### Uraian Tugas
Dalam penggalan dokumen tentang mendampingi penderita kanker dan menjelaskannya kepada anak, catat semua kata atau kalimat yang diapit tanda kutip pada kalimat pembuka dan pada butir bernomor 1.

Sebagai pendamping bagi orang terkasih yang berjuang melawan kanker, peran kita bukanlah untuk “memperbaiki” mereka, melainkan menciptakan ruang aman dan mendukung mereka dalam proses menemukan kekuatan untuk berjuang dari dalam diri mereka sendiri.

3. Menjelaskan pada Si Kecil: Bicara dengan Cinta Tentang Perubahan Tubuh

Sekarang, mari kita bahas pertanyaan yang sering bikin hati sedih: “Kok Mama berbeda?

Pertanyaan ini bukan bentuk penilaian, tapi bentuk rasa ingin tahu dan kebutuhan seorang anak untuk merasa aman. Mereka melihat perubahan dan ingin memastikan kalau orang yang mereka cintai baik-baik saja. Para ahli perkembangan anak dan onkologi menyarankan agar kita menjawab dengan cara yang berfokus pada hal itu: menumbuhkan kembali rasa aman mereka.

  1. Gunakan Bahasa Sederhana: “Mama punya penyakit di dalam dada, dan dokter harus mengangkatnya supaya penyakitnya hilang. Luka ini adalah bukti kalau Mama sekarang sedang dalam proses menjadi sehat dan kuat lagi.” Dengan menggunakan kata “luka” atau “bagian yang sakit” anak lebih mudah memahaminya daripada istilah medis.

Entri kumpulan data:
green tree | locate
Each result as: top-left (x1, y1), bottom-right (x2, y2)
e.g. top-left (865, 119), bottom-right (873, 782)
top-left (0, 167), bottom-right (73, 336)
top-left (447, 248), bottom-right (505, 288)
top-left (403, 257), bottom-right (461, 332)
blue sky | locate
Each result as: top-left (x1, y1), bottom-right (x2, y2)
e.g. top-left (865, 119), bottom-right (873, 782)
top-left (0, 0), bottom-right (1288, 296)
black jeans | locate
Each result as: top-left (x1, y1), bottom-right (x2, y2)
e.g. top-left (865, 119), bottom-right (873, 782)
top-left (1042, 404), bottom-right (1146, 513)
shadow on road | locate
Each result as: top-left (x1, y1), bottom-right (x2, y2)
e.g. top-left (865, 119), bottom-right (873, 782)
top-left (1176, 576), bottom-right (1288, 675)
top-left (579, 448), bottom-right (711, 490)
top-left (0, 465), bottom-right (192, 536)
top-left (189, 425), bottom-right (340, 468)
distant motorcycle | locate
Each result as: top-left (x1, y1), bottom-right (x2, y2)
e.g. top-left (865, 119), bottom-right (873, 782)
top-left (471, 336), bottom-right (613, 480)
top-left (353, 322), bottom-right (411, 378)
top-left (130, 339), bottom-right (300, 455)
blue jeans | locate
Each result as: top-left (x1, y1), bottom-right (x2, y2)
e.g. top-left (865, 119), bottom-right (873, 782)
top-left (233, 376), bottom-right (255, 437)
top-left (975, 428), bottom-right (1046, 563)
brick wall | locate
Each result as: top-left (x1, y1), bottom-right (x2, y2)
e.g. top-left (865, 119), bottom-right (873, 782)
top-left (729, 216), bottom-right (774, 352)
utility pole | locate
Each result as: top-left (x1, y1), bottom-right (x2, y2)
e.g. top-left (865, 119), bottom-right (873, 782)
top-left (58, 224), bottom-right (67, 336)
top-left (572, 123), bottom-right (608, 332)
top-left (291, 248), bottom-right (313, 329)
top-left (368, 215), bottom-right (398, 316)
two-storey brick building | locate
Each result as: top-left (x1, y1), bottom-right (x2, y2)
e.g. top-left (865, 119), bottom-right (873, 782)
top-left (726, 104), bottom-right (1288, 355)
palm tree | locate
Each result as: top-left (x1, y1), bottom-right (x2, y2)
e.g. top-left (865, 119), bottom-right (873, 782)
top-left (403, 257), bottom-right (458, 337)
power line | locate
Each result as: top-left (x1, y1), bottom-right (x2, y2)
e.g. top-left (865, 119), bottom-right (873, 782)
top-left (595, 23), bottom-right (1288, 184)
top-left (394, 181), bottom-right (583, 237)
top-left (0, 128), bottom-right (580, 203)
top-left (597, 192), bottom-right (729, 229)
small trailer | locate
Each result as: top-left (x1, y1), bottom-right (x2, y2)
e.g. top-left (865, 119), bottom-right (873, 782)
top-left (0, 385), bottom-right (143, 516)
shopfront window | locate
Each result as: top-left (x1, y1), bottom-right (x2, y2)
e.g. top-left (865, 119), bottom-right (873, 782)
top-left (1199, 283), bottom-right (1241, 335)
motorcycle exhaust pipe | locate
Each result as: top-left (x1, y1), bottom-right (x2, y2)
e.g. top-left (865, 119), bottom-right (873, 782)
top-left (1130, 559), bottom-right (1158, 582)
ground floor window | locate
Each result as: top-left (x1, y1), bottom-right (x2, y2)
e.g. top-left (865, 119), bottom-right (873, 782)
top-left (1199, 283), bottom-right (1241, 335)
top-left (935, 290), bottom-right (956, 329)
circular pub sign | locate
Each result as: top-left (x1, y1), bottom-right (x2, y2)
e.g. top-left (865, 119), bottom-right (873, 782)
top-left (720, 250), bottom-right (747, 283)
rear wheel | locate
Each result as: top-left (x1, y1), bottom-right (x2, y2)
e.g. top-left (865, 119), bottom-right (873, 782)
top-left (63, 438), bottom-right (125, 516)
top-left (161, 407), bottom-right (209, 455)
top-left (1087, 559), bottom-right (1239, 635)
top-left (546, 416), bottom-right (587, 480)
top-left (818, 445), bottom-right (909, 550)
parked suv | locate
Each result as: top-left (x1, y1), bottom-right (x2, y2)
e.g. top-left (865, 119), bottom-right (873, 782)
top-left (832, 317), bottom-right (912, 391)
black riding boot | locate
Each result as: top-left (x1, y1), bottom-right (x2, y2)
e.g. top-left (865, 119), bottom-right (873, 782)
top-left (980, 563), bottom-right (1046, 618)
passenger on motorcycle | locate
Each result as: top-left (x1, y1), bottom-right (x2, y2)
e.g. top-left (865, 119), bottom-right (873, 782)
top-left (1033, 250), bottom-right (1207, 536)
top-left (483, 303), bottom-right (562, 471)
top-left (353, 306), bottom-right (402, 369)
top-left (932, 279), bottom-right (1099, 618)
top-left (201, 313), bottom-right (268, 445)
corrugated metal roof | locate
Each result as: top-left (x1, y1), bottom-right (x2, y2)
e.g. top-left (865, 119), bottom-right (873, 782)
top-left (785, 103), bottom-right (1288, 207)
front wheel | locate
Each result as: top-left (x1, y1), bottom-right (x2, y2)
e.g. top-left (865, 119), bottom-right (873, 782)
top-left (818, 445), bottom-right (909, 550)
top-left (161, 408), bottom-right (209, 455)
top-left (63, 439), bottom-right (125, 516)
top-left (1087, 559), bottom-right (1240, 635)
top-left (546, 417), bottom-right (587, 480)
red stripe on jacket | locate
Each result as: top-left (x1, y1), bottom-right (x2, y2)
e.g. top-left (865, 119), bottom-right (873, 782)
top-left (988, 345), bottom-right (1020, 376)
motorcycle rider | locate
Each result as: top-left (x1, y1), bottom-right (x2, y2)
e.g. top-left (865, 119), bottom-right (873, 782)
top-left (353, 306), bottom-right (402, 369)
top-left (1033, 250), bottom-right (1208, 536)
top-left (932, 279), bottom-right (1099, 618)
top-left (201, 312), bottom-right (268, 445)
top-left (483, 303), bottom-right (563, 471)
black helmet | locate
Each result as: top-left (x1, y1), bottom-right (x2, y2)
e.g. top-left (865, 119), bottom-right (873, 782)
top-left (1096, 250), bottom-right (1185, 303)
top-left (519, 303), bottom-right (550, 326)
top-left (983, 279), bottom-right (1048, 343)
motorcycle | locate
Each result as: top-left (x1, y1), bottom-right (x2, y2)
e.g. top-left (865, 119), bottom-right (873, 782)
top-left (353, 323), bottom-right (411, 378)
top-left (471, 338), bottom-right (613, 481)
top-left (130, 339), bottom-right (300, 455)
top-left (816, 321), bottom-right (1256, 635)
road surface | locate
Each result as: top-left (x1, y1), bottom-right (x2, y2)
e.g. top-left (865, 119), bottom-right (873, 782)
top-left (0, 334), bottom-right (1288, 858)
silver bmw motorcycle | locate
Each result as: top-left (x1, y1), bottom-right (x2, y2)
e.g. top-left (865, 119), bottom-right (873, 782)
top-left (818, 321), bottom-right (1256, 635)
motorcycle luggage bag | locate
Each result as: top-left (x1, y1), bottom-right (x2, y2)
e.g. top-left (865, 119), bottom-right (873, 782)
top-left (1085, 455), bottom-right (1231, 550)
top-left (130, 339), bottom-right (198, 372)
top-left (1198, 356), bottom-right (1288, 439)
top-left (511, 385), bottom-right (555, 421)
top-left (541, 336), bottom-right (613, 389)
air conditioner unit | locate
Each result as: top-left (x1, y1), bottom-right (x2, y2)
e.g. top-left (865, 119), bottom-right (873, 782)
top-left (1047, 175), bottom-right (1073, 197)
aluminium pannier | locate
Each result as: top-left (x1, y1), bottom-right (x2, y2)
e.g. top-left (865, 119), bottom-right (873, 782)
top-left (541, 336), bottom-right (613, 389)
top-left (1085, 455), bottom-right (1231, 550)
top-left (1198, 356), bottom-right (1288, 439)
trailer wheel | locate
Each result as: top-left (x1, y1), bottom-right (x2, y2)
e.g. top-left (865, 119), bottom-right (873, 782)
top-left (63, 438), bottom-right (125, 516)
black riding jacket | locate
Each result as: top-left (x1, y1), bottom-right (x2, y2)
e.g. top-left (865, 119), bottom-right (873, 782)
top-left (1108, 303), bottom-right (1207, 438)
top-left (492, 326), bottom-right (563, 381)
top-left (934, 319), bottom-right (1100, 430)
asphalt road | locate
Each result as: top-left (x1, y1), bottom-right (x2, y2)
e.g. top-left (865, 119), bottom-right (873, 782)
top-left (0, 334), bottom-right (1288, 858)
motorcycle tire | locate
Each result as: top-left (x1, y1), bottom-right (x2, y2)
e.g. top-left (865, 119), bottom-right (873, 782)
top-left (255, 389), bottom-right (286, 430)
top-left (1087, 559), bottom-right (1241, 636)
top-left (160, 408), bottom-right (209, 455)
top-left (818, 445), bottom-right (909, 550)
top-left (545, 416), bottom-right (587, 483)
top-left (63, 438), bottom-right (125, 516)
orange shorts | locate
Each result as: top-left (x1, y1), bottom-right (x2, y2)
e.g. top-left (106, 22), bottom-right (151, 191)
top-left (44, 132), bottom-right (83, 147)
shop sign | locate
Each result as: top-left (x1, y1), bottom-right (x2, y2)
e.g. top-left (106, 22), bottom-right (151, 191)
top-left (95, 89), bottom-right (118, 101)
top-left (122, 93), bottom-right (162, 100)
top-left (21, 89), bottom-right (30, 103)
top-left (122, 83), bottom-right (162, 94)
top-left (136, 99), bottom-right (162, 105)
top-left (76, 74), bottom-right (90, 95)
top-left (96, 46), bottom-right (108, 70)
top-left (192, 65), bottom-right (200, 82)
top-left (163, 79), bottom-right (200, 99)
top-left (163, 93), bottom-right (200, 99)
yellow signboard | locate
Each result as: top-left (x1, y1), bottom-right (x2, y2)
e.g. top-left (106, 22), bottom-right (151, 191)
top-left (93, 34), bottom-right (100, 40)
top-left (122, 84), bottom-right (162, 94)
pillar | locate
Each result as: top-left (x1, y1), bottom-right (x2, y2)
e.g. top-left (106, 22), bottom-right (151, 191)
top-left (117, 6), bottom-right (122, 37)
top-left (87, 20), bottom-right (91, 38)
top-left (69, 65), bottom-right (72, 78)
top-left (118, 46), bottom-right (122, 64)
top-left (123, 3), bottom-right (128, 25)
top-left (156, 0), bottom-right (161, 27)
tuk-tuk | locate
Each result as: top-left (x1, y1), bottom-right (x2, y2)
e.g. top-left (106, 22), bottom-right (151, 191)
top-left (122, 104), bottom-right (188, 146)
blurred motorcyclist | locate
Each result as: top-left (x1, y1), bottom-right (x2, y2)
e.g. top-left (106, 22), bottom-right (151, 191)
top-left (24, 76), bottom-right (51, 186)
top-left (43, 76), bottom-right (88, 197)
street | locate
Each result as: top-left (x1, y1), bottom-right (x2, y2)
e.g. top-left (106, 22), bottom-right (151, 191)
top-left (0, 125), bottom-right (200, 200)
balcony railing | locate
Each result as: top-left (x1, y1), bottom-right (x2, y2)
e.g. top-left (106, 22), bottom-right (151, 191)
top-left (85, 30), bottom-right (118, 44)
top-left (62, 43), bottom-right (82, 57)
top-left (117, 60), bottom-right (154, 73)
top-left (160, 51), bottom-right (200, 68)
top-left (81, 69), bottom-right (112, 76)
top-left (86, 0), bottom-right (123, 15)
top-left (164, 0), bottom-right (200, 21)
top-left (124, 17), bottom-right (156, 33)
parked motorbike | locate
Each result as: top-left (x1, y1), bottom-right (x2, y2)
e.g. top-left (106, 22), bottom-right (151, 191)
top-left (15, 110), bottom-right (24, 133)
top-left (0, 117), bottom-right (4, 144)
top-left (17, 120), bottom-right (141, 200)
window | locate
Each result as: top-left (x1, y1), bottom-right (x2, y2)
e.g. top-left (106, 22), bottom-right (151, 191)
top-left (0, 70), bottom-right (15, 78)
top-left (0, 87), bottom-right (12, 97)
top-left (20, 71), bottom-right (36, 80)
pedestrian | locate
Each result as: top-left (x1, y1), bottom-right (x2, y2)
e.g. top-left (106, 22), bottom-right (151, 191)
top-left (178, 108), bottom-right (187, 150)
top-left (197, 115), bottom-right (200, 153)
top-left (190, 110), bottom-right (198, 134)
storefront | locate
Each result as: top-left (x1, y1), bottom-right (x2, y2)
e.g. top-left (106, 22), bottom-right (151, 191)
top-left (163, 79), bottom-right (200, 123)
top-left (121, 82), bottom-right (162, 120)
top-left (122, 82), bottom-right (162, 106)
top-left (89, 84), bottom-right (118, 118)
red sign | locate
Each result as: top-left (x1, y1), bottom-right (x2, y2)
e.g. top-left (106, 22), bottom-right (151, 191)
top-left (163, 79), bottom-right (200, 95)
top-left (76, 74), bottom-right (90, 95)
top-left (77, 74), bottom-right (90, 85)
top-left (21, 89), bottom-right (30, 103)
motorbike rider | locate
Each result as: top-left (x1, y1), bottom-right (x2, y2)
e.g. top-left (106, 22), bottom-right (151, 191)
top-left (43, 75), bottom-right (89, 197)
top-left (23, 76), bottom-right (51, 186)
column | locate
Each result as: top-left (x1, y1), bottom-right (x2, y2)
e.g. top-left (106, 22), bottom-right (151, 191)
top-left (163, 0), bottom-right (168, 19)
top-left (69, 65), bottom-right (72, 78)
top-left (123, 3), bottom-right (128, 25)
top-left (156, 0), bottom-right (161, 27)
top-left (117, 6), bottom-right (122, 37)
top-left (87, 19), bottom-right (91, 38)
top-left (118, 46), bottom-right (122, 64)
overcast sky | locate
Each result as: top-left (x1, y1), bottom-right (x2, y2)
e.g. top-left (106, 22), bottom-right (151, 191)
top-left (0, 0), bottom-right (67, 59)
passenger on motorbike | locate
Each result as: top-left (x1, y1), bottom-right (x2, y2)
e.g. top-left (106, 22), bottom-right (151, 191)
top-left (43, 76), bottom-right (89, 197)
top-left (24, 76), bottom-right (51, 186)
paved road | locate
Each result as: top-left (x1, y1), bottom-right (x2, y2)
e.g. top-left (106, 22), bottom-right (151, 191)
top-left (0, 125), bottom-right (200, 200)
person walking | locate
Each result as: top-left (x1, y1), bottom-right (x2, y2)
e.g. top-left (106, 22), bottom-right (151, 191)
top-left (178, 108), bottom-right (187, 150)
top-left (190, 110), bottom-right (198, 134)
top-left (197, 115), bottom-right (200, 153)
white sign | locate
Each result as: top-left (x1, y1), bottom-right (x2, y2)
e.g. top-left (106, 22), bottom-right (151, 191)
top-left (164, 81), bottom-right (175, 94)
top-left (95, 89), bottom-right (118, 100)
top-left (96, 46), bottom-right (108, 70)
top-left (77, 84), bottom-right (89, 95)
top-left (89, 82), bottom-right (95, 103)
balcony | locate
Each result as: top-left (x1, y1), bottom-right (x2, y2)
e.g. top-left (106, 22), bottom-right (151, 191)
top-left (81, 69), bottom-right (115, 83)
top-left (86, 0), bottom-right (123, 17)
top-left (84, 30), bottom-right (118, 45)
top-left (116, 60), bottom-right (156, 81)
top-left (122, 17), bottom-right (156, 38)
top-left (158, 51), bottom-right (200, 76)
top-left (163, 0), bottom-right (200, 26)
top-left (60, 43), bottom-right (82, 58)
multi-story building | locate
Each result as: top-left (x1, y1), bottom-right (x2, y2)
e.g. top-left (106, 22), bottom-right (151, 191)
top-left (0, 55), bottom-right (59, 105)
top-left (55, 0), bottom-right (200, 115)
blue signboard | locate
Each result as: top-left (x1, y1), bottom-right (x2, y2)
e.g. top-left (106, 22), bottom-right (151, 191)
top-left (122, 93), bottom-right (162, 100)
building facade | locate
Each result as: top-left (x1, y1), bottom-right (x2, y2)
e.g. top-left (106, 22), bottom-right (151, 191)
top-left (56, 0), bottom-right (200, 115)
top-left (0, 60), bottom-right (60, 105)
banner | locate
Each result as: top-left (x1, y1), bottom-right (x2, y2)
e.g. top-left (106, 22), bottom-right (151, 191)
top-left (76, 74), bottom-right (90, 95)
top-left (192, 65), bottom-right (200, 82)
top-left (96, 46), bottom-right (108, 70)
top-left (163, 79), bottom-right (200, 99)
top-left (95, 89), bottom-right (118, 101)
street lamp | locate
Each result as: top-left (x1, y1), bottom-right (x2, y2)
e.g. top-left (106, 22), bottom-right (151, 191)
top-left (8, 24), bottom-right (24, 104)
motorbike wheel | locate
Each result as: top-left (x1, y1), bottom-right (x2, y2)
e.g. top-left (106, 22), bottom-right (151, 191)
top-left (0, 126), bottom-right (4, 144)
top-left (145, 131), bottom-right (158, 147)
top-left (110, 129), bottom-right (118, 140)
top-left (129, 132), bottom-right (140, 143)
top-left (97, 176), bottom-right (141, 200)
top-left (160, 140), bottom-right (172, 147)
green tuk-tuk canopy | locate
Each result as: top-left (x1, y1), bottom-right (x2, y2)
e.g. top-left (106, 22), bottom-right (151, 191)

### Jawaban Tertulis
1. “memperbaiki”
2. “Mama punya penyakit di dalam dada, dan dokter harus mengangkatnya supaya penyakitnya hilang. Luka ini adalah bukti kalau Mama sekarang sedang dalam proses menjadi sehat dan kuat lagi.”
3. “luka”
4. “bagian yang sakit”